Task to complete
Read the listing below and copy out every line that holds "logo".

Dataset records
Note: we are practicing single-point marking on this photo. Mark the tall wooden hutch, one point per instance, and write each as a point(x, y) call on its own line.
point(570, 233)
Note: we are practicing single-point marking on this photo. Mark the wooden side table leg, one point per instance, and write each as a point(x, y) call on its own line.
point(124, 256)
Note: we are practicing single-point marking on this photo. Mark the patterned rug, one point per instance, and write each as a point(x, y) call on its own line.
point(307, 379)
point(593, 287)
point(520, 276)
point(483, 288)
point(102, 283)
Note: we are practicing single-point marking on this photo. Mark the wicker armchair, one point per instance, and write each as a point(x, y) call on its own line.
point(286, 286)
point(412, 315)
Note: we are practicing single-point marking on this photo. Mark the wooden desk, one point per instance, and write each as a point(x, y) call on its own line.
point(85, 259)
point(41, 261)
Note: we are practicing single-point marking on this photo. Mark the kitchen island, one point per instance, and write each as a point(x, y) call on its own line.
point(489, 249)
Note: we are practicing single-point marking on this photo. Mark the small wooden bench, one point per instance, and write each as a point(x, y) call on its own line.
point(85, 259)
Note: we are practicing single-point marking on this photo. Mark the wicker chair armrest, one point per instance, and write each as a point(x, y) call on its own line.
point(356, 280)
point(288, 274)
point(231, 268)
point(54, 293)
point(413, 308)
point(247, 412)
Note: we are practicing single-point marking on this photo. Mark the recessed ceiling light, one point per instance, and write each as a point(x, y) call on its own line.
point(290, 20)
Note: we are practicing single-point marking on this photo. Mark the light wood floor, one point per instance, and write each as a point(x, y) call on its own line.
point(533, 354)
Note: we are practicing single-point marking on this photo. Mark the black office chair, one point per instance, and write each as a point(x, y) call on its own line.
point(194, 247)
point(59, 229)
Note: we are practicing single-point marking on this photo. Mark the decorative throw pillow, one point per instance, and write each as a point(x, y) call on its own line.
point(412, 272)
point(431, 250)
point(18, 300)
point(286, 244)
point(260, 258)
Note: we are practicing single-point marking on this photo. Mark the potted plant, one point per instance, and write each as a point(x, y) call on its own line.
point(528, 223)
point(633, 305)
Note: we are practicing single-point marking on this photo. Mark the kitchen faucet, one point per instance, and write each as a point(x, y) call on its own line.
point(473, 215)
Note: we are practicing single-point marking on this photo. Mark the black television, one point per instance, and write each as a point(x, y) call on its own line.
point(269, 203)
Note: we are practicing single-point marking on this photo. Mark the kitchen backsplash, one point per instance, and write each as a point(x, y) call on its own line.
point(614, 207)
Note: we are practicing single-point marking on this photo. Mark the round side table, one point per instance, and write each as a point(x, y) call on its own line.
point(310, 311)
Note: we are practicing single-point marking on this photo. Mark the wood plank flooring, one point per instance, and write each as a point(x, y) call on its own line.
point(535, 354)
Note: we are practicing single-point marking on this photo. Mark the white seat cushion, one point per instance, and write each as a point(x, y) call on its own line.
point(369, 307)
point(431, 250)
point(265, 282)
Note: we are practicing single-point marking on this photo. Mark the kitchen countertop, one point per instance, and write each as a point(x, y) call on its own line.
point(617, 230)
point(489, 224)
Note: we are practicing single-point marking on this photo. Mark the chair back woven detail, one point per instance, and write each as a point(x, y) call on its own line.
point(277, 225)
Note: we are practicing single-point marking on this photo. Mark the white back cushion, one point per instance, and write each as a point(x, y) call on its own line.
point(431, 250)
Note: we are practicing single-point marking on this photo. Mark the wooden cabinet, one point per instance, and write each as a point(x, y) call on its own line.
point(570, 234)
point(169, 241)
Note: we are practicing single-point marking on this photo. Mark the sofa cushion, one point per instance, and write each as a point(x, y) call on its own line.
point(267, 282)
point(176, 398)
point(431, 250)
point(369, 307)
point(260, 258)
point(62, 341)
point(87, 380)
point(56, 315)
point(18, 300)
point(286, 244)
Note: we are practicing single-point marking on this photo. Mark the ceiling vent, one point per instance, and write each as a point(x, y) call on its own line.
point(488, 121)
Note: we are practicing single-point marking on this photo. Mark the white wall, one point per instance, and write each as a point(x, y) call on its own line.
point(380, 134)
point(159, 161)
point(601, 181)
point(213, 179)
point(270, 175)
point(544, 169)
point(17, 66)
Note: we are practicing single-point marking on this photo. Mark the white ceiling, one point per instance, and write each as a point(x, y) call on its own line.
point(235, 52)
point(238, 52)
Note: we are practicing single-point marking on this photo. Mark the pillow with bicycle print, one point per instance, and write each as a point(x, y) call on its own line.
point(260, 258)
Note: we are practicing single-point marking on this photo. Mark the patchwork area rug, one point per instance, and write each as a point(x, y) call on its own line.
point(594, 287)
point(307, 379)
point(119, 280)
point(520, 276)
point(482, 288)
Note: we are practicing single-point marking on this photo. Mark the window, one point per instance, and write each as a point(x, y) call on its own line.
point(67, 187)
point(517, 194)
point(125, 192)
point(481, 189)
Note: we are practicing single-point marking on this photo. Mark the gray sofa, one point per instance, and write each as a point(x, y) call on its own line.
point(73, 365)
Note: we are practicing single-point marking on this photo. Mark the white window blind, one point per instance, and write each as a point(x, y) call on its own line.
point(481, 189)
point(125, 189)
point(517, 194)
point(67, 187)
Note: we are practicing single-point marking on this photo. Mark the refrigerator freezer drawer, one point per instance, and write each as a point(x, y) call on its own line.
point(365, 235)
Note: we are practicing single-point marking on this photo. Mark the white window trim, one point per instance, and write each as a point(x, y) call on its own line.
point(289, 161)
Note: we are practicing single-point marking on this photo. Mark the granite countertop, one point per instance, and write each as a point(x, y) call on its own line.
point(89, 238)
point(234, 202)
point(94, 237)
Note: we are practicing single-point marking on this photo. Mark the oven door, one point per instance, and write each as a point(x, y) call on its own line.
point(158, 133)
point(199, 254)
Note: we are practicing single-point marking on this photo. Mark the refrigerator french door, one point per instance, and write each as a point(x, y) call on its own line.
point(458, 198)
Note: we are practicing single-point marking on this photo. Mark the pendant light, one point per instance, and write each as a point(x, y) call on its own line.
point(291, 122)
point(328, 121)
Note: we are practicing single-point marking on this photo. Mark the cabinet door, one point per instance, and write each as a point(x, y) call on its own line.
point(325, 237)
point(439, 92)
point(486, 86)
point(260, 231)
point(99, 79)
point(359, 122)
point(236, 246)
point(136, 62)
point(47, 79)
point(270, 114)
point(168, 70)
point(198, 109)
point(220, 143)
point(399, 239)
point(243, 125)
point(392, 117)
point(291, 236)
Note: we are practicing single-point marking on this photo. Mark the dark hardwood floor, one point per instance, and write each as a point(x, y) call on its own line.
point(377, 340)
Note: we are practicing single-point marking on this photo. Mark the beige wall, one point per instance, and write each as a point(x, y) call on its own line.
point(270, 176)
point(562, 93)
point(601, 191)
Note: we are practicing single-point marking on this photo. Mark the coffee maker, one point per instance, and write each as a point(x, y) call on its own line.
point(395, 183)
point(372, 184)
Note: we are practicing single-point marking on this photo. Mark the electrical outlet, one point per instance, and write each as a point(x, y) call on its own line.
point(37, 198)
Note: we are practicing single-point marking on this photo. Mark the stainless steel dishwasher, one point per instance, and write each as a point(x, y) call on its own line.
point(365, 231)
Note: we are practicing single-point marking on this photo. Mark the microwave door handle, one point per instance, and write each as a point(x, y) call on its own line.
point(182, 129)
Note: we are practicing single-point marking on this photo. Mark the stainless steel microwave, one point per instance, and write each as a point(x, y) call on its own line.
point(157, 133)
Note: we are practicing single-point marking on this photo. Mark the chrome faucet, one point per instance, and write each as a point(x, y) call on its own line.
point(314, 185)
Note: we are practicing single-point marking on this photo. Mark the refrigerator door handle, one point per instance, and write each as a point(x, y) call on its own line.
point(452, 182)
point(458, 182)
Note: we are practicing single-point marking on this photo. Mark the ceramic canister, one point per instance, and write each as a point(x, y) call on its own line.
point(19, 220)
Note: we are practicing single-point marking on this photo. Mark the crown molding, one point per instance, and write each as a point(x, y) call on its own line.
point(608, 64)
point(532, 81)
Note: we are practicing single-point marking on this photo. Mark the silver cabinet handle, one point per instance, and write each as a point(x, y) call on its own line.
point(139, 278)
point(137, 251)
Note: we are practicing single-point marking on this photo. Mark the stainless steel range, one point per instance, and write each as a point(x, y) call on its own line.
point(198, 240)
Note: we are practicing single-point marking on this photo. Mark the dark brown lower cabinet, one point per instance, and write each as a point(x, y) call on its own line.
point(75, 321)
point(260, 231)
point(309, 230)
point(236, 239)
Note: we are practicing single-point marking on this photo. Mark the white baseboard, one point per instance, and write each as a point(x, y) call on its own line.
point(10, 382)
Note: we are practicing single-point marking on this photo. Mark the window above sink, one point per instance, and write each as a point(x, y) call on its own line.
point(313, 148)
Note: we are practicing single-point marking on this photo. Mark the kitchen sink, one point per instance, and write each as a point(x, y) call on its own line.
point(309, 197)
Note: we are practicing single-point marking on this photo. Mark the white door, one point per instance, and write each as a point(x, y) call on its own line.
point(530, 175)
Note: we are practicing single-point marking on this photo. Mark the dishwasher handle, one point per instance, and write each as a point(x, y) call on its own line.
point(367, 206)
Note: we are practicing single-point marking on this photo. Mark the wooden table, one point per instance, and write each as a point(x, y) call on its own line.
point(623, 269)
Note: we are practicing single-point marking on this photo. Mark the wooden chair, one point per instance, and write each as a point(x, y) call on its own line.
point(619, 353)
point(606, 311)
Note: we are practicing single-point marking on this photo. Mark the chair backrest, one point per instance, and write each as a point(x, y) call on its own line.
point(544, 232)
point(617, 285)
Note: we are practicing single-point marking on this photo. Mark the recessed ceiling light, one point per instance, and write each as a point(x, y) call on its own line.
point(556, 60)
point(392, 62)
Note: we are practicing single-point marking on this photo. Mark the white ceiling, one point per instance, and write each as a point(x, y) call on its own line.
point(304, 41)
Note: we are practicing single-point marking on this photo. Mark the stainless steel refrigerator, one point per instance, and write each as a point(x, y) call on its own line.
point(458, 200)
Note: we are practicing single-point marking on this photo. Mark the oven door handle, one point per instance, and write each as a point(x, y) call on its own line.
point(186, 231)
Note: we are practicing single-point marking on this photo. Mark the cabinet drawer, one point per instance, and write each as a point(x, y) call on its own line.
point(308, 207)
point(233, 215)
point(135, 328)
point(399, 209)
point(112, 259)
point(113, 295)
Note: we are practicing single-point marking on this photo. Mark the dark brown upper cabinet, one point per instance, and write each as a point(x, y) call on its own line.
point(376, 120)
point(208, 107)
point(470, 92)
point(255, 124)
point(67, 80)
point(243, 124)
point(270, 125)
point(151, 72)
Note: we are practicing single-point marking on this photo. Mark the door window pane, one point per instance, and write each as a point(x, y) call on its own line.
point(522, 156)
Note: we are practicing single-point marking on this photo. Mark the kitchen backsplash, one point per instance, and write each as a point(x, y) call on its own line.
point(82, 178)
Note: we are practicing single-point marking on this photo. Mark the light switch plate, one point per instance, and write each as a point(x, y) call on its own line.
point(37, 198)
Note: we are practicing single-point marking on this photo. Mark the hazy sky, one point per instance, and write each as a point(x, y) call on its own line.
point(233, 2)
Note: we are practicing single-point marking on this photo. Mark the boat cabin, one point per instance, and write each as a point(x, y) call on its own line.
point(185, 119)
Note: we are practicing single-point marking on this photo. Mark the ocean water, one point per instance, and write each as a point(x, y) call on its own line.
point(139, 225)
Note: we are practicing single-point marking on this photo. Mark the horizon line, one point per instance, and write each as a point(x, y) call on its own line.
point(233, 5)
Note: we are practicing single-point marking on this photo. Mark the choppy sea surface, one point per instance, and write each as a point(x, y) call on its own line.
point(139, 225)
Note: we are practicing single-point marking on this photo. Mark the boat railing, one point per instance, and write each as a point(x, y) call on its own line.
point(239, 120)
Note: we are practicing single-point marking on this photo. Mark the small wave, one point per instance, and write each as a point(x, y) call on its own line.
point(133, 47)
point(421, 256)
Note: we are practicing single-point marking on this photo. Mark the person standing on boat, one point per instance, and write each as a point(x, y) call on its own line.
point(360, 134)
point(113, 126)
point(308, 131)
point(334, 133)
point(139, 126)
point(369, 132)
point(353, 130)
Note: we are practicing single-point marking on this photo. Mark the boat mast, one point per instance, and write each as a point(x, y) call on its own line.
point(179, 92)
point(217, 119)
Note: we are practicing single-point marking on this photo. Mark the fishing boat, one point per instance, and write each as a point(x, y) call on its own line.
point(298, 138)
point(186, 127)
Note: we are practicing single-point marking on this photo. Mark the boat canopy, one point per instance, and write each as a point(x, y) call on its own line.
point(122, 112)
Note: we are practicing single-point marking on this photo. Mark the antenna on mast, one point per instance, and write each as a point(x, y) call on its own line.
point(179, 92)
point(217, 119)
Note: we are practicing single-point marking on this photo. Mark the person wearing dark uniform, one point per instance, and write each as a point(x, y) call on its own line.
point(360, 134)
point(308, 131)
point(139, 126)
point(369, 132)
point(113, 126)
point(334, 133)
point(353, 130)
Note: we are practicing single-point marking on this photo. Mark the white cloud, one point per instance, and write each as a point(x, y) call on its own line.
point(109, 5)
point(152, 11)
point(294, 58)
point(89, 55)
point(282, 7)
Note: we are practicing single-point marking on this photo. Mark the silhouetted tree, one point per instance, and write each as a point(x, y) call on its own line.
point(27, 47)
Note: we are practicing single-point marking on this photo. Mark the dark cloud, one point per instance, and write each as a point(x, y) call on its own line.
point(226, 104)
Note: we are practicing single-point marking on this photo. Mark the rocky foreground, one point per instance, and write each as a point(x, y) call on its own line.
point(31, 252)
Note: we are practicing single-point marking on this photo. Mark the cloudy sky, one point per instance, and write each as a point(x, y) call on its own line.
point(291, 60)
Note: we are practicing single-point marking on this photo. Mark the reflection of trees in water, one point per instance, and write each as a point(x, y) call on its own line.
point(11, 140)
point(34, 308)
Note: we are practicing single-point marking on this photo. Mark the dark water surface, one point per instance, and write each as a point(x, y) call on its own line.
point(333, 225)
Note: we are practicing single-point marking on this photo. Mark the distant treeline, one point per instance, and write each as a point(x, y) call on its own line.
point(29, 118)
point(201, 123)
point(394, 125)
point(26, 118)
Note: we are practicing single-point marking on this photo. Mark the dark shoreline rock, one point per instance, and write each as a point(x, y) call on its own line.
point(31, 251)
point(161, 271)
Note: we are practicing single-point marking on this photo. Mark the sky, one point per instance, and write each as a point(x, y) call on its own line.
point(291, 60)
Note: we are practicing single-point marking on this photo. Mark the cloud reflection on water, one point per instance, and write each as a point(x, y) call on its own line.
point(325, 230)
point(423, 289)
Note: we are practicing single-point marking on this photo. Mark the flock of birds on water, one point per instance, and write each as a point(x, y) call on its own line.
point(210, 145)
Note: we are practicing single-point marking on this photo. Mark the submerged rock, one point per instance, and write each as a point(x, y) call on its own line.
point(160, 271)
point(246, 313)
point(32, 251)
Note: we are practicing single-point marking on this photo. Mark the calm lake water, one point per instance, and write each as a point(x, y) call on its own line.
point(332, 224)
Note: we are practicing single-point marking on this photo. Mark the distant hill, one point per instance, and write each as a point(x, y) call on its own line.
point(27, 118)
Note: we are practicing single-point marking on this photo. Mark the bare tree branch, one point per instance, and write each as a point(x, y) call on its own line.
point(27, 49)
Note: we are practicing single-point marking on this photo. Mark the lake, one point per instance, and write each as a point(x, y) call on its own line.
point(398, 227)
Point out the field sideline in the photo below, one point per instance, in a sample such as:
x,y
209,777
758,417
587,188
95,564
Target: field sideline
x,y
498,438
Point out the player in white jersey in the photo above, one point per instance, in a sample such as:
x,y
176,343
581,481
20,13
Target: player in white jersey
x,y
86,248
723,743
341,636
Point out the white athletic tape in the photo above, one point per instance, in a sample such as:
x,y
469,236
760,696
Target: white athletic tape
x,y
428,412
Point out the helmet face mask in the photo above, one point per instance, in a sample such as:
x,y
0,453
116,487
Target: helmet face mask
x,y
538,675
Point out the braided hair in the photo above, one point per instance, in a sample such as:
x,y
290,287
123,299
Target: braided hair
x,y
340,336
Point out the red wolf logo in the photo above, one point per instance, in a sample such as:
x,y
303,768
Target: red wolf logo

Response
Point out the red wolf logo in the photo above, one point per instance, in a sample such as:
Target: red wolf logo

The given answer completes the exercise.